EXERCISE: Rescale the stretch from the line containing "TARGET = hillside" through the end of the rows by reproducing every line in it, requests included, with each x and y coordinate in the answers multiplied by 0.4 and rounded to a whole number, halves rounded up. Return only those lines.
───
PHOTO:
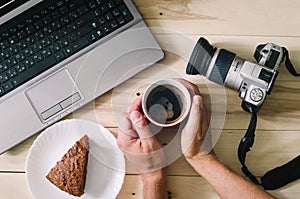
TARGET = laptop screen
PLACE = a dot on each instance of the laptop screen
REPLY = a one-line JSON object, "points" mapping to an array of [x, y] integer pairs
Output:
{"points": [[8, 5]]}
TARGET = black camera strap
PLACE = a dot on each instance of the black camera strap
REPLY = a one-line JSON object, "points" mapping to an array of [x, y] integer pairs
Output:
{"points": [[274, 178], [247, 141]]}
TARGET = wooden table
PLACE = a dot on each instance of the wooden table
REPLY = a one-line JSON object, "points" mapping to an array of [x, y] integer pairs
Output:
{"points": [[238, 26]]}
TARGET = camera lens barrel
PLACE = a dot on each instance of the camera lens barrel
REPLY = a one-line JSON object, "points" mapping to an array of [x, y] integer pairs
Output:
{"points": [[221, 66], [201, 58]]}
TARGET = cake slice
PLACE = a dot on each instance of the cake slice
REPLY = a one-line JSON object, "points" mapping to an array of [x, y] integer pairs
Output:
{"points": [[69, 173]]}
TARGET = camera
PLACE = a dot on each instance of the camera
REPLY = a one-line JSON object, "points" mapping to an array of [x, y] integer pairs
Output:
{"points": [[252, 80]]}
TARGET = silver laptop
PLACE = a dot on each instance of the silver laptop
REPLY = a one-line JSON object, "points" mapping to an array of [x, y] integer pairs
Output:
{"points": [[56, 56]]}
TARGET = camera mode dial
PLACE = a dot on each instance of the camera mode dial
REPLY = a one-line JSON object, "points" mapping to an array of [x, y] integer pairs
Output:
{"points": [[256, 94]]}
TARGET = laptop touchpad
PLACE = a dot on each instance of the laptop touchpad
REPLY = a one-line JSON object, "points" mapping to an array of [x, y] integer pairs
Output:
{"points": [[54, 95]]}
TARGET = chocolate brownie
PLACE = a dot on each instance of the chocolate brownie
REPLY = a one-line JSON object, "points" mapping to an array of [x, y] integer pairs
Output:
{"points": [[69, 174]]}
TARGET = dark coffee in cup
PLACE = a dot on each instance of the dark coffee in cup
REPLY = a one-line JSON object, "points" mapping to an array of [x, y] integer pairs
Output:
{"points": [[166, 102]]}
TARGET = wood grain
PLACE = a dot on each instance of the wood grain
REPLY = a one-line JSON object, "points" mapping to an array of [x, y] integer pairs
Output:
{"points": [[238, 26]]}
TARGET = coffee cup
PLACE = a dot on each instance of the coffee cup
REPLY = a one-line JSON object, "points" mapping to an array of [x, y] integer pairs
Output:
{"points": [[166, 102]]}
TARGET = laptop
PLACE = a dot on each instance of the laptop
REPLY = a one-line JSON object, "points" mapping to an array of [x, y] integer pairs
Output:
{"points": [[58, 55]]}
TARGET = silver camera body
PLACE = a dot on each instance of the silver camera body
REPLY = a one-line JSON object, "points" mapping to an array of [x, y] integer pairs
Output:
{"points": [[252, 80]]}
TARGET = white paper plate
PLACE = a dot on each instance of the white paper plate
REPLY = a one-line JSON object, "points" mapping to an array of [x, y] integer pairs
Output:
{"points": [[106, 164]]}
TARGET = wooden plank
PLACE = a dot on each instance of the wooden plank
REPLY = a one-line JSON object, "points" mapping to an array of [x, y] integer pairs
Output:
{"points": [[223, 17], [271, 149], [13, 186]]}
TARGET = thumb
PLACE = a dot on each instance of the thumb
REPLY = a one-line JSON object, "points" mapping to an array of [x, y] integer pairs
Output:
{"points": [[195, 116], [140, 125], [192, 127]]}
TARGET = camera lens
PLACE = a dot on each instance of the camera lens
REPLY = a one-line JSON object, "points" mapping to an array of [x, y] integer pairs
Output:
{"points": [[221, 67], [200, 58]]}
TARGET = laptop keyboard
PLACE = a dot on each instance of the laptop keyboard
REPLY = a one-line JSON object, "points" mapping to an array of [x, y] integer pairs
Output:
{"points": [[52, 31]]}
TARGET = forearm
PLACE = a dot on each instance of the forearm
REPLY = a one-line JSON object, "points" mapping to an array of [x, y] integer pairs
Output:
{"points": [[155, 185], [226, 183]]}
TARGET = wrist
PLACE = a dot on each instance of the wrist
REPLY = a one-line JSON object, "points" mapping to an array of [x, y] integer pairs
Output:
{"points": [[200, 160], [154, 177], [155, 184]]}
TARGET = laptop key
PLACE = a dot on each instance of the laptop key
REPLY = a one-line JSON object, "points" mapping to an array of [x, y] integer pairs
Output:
{"points": [[79, 44], [8, 86]]}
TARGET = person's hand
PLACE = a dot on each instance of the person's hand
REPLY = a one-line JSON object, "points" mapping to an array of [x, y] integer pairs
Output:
{"points": [[195, 130], [139, 145]]}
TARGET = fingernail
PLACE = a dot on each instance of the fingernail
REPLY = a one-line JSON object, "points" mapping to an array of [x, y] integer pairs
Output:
{"points": [[135, 116], [196, 99]]}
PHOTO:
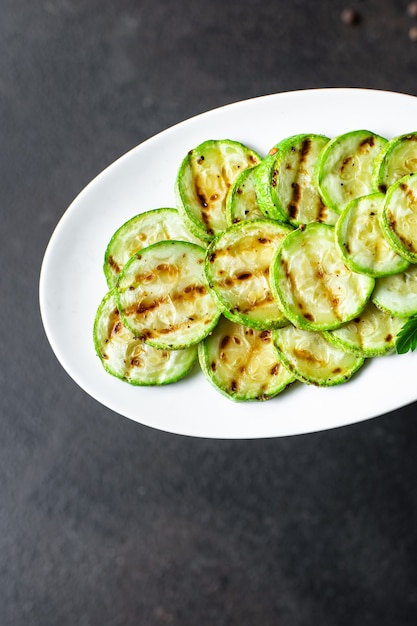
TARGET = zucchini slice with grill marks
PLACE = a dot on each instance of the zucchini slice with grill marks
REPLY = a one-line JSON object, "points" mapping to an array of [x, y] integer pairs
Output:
{"points": [[237, 268], [344, 168], [126, 357], [398, 217], [203, 181], [397, 159], [312, 359], [373, 333], [311, 282], [361, 240], [241, 362], [263, 188], [163, 296], [241, 201], [293, 190], [141, 231], [397, 294]]}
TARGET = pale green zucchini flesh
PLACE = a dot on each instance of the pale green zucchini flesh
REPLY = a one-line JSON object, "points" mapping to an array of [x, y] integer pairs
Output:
{"points": [[372, 333], [362, 241], [292, 180], [163, 296], [237, 268], [241, 362], [314, 287], [397, 159], [139, 232], [397, 294], [241, 200], [344, 168], [399, 217], [126, 357], [312, 359], [204, 178]]}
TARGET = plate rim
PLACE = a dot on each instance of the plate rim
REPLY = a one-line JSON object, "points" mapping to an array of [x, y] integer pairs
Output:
{"points": [[118, 163]]}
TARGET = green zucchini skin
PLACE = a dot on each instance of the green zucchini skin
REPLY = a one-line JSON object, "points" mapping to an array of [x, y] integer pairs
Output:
{"points": [[397, 294], [373, 333], [362, 242], [344, 168], [310, 280], [237, 268], [397, 159], [241, 200], [203, 181], [241, 362], [398, 217], [294, 192], [264, 191], [130, 359], [312, 359], [141, 231], [163, 296]]}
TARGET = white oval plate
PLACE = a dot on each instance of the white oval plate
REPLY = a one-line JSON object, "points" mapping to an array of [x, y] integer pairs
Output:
{"points": [[72, 282]]}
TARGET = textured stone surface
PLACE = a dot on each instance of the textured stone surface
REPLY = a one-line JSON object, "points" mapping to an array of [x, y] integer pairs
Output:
{"points": [[104, 522]]}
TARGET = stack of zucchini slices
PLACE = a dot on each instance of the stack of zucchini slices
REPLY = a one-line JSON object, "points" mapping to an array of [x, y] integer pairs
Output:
{"points": [[297, 266]]}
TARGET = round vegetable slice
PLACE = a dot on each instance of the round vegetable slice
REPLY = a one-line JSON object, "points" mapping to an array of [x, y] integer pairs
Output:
{"points": [[293, 190], [310, 280], [397, 294], [344, 168], [126, 357], [163, 296], [242, 363], [372, 333], [362, 242], [241, 201], [312, 359], [203, 181], [141, 231], [398, 217], [397, 159], [237, 268]]}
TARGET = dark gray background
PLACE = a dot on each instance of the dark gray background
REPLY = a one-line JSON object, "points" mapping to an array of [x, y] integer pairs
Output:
{"points": [[104, 522]]}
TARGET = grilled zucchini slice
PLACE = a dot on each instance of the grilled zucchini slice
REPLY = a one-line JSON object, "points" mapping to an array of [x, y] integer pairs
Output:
{"points": [[241, 362], [362, 242], [292, 180], [241, 201], [203, 181], [344, 168], [373, 333], [397, 294], [141, 231], [237, 268], [397, 159], [310, 280], [312, 359], [264, 189], [398, 217], [163, 296], [126, 357]]}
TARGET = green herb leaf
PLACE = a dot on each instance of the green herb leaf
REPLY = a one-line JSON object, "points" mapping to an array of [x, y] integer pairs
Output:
{"points": [[407, 337]]}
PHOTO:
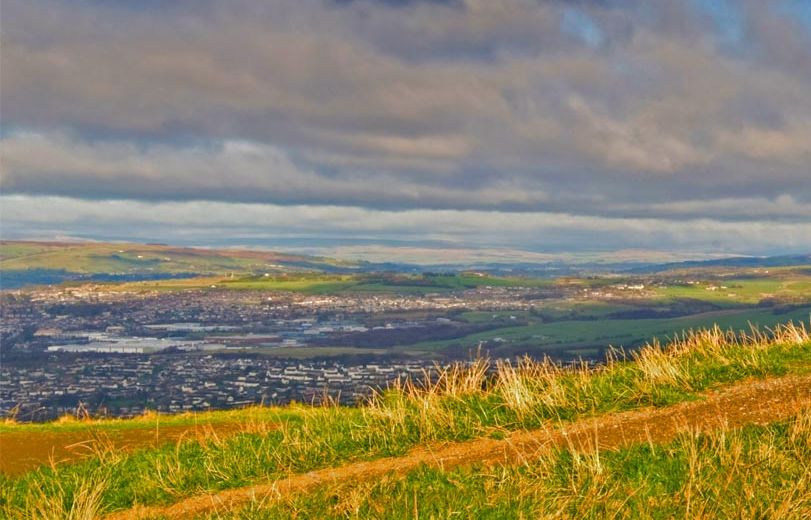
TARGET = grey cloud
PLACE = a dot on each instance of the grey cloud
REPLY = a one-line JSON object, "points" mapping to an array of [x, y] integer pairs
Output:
{"points": [[473, 104], [203, 222]]}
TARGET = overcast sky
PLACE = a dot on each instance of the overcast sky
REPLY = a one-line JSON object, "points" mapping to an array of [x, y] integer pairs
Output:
{"points": [[545, 126]]}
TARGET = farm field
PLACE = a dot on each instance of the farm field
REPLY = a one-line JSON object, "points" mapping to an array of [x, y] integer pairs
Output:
{"points": [[574, 335]]}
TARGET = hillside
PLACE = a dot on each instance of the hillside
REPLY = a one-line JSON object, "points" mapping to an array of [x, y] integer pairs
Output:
{"points": [[23, 263], [712, 425]]}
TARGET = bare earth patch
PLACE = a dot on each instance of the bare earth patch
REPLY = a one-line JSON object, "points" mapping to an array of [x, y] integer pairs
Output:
{"points": [[751, 402]]}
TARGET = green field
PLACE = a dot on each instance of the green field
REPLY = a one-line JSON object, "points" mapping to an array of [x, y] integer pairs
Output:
{"points": [[465, 403], [570, 335], [123, 258]]}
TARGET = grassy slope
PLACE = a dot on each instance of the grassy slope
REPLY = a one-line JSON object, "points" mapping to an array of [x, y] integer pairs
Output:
{"points": [[92, 258], [755, 472], [463, 404], [543, 336]]}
───
ANSWER FOR THIS EXERCISE:
TARGET = hillside
PLACE = a dot on each instance of the hillside
REPLY = a one-line JSON object, "points" mapping to an array of [x, y] integer pairs
Output:
{"points": [[9, 105], [285, 170]]}
TARGET = bare earth patch
PLACE = a dot on each instance of the bare earth patch
REPLY = a one-line JSON object, "points" mapping to an array of [x, y] integer pairs
Output:
{"points": [[300, 161]]}
TARGET = green field
PLACE = a dot on each instance of the green field
REPLY = a one-line JSON object, "points" mapping to an array of [x, y] integer pairs
Output:
{"points": [[186, 161], [228, 134], [49, 103]]}
TARGET = grassy slope
PLACE = a dot on each instance of the grassy slope
REPLY = a one-line JSON object, "points" mapping to an array of [x, y] integer pairs
Output:
{"points": [[37, 103], [302, 189], [185, 162], [217, 134]]}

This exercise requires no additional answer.